Written task
Duplicate the lines of the entries below, starting at the line that contains "target: dark water" and ending at the final line of the entries, both included.

-.-.-

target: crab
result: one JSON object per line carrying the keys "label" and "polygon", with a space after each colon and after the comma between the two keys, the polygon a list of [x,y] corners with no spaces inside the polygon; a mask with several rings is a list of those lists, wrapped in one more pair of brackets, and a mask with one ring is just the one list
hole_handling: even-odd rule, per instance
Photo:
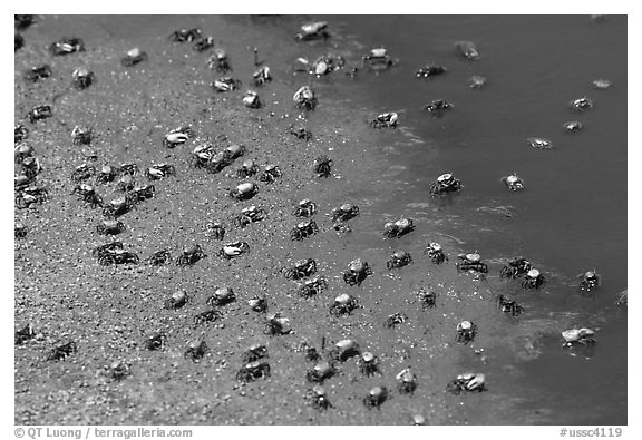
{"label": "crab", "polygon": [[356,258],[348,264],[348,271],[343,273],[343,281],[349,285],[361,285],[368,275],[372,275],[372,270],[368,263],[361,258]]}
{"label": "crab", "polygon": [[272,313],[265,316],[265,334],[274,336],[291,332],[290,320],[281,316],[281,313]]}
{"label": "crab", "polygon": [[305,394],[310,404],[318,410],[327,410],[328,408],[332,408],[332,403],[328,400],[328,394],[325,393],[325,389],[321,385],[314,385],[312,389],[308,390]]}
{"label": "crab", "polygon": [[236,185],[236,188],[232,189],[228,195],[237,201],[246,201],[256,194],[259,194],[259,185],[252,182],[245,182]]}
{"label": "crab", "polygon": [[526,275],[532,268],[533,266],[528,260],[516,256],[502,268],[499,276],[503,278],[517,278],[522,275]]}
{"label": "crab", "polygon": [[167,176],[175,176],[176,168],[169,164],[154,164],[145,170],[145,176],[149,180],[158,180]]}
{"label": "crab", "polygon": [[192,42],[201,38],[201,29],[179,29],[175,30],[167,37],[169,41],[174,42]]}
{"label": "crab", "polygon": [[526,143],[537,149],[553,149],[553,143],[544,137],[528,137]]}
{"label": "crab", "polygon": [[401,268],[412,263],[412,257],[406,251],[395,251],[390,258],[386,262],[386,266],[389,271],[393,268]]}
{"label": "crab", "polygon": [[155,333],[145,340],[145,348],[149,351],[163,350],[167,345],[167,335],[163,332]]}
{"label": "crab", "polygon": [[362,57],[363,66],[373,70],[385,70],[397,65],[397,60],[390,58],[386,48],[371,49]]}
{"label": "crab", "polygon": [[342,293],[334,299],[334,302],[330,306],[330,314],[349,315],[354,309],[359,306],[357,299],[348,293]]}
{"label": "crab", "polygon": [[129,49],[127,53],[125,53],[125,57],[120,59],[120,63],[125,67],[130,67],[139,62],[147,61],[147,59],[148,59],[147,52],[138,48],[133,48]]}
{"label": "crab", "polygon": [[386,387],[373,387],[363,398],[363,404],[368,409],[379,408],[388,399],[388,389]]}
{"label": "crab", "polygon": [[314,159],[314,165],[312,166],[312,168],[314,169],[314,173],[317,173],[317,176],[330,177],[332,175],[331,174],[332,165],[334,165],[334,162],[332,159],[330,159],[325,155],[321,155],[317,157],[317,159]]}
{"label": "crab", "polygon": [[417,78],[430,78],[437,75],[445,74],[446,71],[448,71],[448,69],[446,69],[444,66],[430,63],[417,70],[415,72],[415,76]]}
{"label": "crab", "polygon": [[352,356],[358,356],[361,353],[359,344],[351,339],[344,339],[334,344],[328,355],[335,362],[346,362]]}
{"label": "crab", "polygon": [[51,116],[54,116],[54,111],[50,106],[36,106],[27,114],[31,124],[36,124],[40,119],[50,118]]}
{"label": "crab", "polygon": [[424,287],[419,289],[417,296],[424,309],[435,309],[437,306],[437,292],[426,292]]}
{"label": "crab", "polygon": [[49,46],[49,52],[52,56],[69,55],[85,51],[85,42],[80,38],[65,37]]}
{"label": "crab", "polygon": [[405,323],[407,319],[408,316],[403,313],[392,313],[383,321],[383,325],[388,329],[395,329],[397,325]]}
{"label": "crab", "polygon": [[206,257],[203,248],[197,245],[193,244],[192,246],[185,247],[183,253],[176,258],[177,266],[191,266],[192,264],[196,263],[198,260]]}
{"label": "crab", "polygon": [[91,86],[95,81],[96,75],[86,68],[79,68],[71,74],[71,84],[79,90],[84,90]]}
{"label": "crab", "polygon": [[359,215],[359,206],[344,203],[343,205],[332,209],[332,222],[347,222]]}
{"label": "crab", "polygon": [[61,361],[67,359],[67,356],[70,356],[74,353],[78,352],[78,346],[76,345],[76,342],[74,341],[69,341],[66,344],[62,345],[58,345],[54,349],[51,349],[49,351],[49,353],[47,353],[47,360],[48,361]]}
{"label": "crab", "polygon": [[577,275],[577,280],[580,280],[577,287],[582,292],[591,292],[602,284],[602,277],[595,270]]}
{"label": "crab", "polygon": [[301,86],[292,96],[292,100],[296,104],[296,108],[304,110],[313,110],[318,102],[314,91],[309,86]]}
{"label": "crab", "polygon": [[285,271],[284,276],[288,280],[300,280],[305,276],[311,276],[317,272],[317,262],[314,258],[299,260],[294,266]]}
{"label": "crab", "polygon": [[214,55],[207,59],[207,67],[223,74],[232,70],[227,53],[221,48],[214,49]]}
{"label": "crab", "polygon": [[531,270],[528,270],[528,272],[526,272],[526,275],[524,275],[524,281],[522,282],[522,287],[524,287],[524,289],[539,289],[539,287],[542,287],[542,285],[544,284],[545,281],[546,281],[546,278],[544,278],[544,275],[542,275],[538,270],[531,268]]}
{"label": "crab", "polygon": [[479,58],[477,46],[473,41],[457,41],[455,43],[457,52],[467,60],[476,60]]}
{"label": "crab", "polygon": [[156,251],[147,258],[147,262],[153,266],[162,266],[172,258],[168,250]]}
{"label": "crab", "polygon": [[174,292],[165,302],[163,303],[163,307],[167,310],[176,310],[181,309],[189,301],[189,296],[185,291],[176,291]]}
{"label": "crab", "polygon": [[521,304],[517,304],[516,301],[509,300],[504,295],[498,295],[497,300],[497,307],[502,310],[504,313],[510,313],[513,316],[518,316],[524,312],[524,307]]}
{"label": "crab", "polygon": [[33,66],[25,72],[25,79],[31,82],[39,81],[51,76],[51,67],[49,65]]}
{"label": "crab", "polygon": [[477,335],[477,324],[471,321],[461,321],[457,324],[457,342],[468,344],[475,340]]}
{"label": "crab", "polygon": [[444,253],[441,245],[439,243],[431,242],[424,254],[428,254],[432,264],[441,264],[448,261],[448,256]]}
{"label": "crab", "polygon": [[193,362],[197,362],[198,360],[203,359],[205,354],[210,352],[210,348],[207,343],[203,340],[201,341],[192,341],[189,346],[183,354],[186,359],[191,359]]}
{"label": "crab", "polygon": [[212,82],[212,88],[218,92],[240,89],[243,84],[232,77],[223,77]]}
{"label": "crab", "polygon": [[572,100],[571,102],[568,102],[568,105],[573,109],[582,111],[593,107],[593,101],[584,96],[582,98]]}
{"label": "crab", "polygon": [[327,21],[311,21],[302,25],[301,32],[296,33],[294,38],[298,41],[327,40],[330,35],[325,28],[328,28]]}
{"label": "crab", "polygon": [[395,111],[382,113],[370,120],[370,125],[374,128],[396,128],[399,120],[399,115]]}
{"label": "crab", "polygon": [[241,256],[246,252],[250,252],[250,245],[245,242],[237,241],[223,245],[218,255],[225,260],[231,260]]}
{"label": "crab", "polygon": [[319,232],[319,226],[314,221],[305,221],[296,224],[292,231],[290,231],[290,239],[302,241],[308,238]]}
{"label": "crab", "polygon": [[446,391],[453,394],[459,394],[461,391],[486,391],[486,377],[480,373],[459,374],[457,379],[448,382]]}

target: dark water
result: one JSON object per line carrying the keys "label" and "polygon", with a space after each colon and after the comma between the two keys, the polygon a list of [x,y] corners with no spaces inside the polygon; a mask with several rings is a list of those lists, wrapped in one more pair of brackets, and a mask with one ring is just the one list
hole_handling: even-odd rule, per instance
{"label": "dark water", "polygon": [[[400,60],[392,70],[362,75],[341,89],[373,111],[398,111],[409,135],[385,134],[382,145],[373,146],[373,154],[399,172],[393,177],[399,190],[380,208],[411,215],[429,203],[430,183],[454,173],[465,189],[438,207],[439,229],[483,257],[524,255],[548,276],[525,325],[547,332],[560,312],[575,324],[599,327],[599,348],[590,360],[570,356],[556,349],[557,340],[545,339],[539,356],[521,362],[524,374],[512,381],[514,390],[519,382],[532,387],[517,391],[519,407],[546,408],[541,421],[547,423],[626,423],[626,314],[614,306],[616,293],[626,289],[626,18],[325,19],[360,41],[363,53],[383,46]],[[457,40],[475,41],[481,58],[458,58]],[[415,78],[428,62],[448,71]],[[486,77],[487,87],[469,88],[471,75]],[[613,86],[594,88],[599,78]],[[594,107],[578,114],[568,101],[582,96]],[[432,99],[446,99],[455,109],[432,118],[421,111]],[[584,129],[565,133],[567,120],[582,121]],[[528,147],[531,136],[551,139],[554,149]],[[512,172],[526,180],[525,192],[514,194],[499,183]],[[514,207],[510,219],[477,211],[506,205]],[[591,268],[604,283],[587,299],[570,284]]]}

-.-.-

Correct response
target: dark water
result: one JSON object per line carrying the keys "label" and "polygon", with a space after each colon and after the comma between the two keys, the polygon a list of [x,y] corners with no spaces inside the polygon; a mask with several rings is a list of those lists, wrapped in one more pair of brackets, and a mask with one ring is just the one list
hole_handling: even-odd rule, per instance
{"label": "dark water", "polygon": [[[400,60],[392,70],[362,75],[341,89],[373,111],[398,111],[409,135],[385,134],[382,145],[373,146],[373,154],[399,172],[393,177],[399,190],[380,208],[411,215],[429,203],[430,183],[454,173],[465,189],[438,207],[439,229],[483,257],[524,255],[548,276],[525,325],[547,332],[560,312],[575,324],[599,327],[599,348],[590,360],[570,356],[556,349],[557,340],[545,339],[539,356],[521,362],[524,374],[512,381],[514,390],[519,382],[532,387],[517,391],[519,407],[546,408],[541,421],[547,423],[626,423],[626,314],[614,306],[616,293],[626,289],[626,18],[325,19],[360,41],[363,53],[383,46]],[[457,40],[475,41],[481,58],[458,58]],[[415,78],[428,62],[448,71]],[[486,77],[487,87],[469,88],[471,75]],[[613,86],[594,88],[599,78]],[[594,107],[578,114],[568,101],[582,96]],[[432,99],[446,99],[455,109],[432,118],[421,111]],[[584,129],[565,133],[567,120],[582,121]],[[528,147],[531,136],[551,139],[554,149]],[[512,172],[526,180],[525,192],[514,194],[499,183]],[[514,207],[510,219],[477,211],[506,205]],[[591,268],[604,283],[587,299],[570,284]]]}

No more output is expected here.